====== TEKS BACAAN
#nukilnbuku #buku
Alhamdulillah bersama Generasi Al Fihri buku Madarijus Salikin sudah selesai dibaca, menambah daftar list buku yang harus diresensi. Bersama Gen Al Fihri juga, aku memulai membaca buku baru. Beberapa hari sebelum selesai baca, aku sudah berpikir buku apa yang akan kubaca selanjutnya? Sampai mataku, qadarullah, tertarik pada satu buku dengan cover pink di lemari kaca. Bukan buku milikku, punya kakak kayanya. Sirah Aisyah radiyallahu anha, yang ditulis oleh Sayyid Sulaiman An-Nadwi.
dokumentasi pribadi |
Aku mulai baca dari pengantar penerbit, prakata dari Ustadz Sa'id Al-A'zhami An-Nadawi, juga muqadimah dari pentahqiq. Jujur, baru pernah baca buku begini. Sebelumnya, mana paham aku arti tahqiq dan takhrij. Prakata dari Ustadz Sa'id Al-A'zhami An-Nadwi membuatku bukan cuma membaca sirah Aisyah, tapi juga diceritakan perjalanan bagaimana buku ini diterjemahkan ke dalam bahasa arab. Gatau kenapa, karena tahu behind the scene-nya jadi dapat hikmah juga, tentang indahnya islam, bagaimana niat terhitung pahala, dan Allah menghitung usaha dan proses, bukan cuma melihat hasil akhir.
Jadi aslinya, sirah Aisyah karya Sayyid Sulaiman An-Nadwi ini ditulis dalam bahasa urdu. Karena isinya yang bagus, ingin diterjemahkan dalam bahasa arab, bahasa persatuannya umat islam, bahasa yang Allah pilih untuk mempersatukan kita, sehingga kita bisa shalat satu shaff, membaca ayat quran. Meski jika diluar shalat, mungkin kita tidak bisa saling berkomunikasi karena perbedaan bahasa.
Jadi.. behind the scene-nya menceritakan niatan menterjemahkan, didelegasikan ke A, sudah dikerjakan setengah jalan, qadarullah tidak selesai karena satu dua hal, lalu didelegasikan lagi, sampai jadi deh buku ini. Bayangin deh, kalau kisahnya diluaskan lagi, bagaimana dari buku yang sudah berbahasa arab itu, diterjemahkan lagi ke beberapa bahasa, salah satunya bahasa indonesia, dan bukunya ada di tangan kita sekarang untuk dibaca. Ini kan, yang namanya berkah? Bagaimana Allah melipatgandakan nikmat. (':
***
Muhammad Rahmatullah Hafizh An-Nadwi selain mentahqiq dan mentakhrij buku ini, beliau juga menambahkan satu bagian dalam buku ini, pengenalan sekilas tentang penulis. Judulnya selayang pandang tentang kehidupan Al-Allamah Sulaiman An-Nadwi rahimahullah. Dari sinilah, saya memilih judul postingan kali ini hehe. Panjang ya alurnya? hehe.
============
====== CUPLIKAN DATA
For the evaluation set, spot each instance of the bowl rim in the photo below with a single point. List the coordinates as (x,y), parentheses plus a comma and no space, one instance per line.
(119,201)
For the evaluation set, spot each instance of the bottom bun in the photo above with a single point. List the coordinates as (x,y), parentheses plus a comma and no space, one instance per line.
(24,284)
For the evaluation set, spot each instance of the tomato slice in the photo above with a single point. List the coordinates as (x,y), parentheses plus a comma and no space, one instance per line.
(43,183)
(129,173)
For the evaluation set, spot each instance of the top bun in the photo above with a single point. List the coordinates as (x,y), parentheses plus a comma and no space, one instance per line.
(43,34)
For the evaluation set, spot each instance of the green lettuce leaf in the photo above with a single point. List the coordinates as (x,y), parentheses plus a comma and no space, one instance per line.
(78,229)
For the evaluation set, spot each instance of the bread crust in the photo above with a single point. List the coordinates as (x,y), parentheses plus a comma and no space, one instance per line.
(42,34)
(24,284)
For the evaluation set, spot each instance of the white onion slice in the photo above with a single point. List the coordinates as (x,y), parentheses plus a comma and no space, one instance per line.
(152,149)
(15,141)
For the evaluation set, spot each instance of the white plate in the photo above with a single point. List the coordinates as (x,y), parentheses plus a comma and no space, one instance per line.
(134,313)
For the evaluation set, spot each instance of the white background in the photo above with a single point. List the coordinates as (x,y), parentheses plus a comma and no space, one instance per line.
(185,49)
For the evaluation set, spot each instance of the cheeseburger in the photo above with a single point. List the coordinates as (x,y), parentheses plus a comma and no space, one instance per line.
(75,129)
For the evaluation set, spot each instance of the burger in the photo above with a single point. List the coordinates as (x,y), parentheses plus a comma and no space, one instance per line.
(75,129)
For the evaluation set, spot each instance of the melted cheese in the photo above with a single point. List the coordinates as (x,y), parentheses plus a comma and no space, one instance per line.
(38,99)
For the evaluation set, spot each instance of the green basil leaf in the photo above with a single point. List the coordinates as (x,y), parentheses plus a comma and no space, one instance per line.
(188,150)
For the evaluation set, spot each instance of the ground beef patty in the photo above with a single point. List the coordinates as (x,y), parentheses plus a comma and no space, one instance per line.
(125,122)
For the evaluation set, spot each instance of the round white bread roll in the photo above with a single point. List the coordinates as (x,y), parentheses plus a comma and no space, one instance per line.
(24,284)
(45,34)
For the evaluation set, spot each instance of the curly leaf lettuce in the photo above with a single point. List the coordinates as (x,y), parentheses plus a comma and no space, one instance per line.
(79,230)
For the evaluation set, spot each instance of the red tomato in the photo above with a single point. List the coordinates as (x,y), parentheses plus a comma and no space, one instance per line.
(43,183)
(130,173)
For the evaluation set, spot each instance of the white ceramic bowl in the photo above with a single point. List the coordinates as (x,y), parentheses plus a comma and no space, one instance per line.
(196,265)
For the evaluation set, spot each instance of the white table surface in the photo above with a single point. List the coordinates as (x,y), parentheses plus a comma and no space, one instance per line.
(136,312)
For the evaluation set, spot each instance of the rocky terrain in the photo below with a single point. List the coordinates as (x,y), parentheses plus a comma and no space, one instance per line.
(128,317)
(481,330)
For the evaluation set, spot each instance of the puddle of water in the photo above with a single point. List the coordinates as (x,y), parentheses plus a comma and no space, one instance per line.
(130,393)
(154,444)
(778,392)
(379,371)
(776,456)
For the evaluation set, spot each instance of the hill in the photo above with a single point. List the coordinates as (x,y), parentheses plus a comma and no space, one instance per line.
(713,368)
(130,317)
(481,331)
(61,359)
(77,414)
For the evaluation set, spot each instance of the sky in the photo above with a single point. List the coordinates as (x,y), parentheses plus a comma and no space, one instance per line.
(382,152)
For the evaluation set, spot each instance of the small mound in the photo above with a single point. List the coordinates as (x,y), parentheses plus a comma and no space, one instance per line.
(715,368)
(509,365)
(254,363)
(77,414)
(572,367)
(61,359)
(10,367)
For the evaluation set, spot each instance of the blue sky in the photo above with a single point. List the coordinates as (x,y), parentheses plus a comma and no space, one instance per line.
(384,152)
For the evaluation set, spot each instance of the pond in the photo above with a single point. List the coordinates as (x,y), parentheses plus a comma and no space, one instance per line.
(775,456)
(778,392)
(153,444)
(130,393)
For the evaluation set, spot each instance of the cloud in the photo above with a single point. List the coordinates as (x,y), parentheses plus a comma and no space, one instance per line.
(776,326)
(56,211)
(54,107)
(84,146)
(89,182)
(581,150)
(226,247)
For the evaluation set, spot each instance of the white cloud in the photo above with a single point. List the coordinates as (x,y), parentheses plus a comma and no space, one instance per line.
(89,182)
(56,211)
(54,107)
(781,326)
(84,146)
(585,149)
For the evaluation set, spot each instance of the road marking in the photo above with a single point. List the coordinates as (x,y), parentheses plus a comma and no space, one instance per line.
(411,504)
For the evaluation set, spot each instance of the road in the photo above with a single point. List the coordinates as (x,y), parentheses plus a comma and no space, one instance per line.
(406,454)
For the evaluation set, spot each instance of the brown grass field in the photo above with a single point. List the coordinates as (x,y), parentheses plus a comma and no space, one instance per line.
============
▶ TUGAS LATIHAN 1:
Salinlah teks bacaan tentang buku Sirah Aisyah, mulai dari "dokumentasi pribadi |" terus hingga "melihat hasil akhir.".
▶ TUGAS LATIHAN 2:
Teruskan teks bacaan tentang buku Sirah Aisyah setelah kalimat terakhirnya.

▶ HASIL AKHIR 1:
dokumentasi pribadi |
Aku mulai baca dari pengantar penerbit, prakata dari Ustadz Sa'id Al-A'zhami An-Nadawi, juga muqadimah dari pentahqiq. Jujur, baru pernah baca buku begini. Sebelumnya, mana paham aku arti tahqiq dan takhrij. Prakata dari Ustadz Sa'id Al-A'zhami An-Nadwi membuatku bukan cuma membaca sirah Aisyah, tapi juga diceritakan perjalanan bagaimana buku ini diterjemahkan ke dalam bahasa arab. Gatau kenapa, karena tahu behind the scene-nya jadi dapat hikmah juga, tentang indahnya islam, bagaimana niat terhitung pahala, dan Allah menghitung usaha dan proses, bukan cuma melihat hasil akhir.

▶ HASIL AKHIR 2:
Jadi di selayang pandang kehidupan penulis buku ini disebutkan prestasi-prestasinya, baik dari segi Al Qur'an, Hadits, Fiqh, Sejarah, dll. Nah.. dibagian sejarah ini, ada satu kalimat yang membekas dan membuatku tergerak untuk menukilnya, di edisi nukil buku kali ini.
Beliau (Sulaiman An-Nadwi) adalah rujukan para dosen dan peneliti sejarah di Inda. Mereka sering melakukan kunjungan dan korespondensi dengan beliau dan mereka sering memakai pendapat dan tahqiq beliau. Beliau sangat jujur dan amanah dalam menyampaikan sejarah. Jarang sekali beliau menggunakan ungkapan-ungkapan emosional dalam tulisan-tulisannya. Beliau menyarankan agar mewaspadai penggunaan ungkapan yang membangkitkan emosi dan memainkan perasaan.
- Selayang Pandang tentang Sayyid Sulaiman An-Nadwi dalam buku Sirah Aisyah***
Membaca itu, membekas gitu rasanya. Jleb gimana gitu, soalnya aku sering nulis kelampau hiperbol. Hmm.. jadi introspeksi diri sih.
Meski memang, saran beliau lebih ke sejarah, dan aku tidak fokus menulis tentang sejarah, tapi kalimat tersebut cukup untuk membuatku teringat untuk jangan melebih-lebihkan ungkapan emosional. Kalimat itu juga mengingatkanku pada buku Serial Cinta yang di dalamnya dibahas tentang jurang para penyair, rawan kebohongan, bahkan disebutkan juga ayat dalam quran tentang para penyair. Hmmm..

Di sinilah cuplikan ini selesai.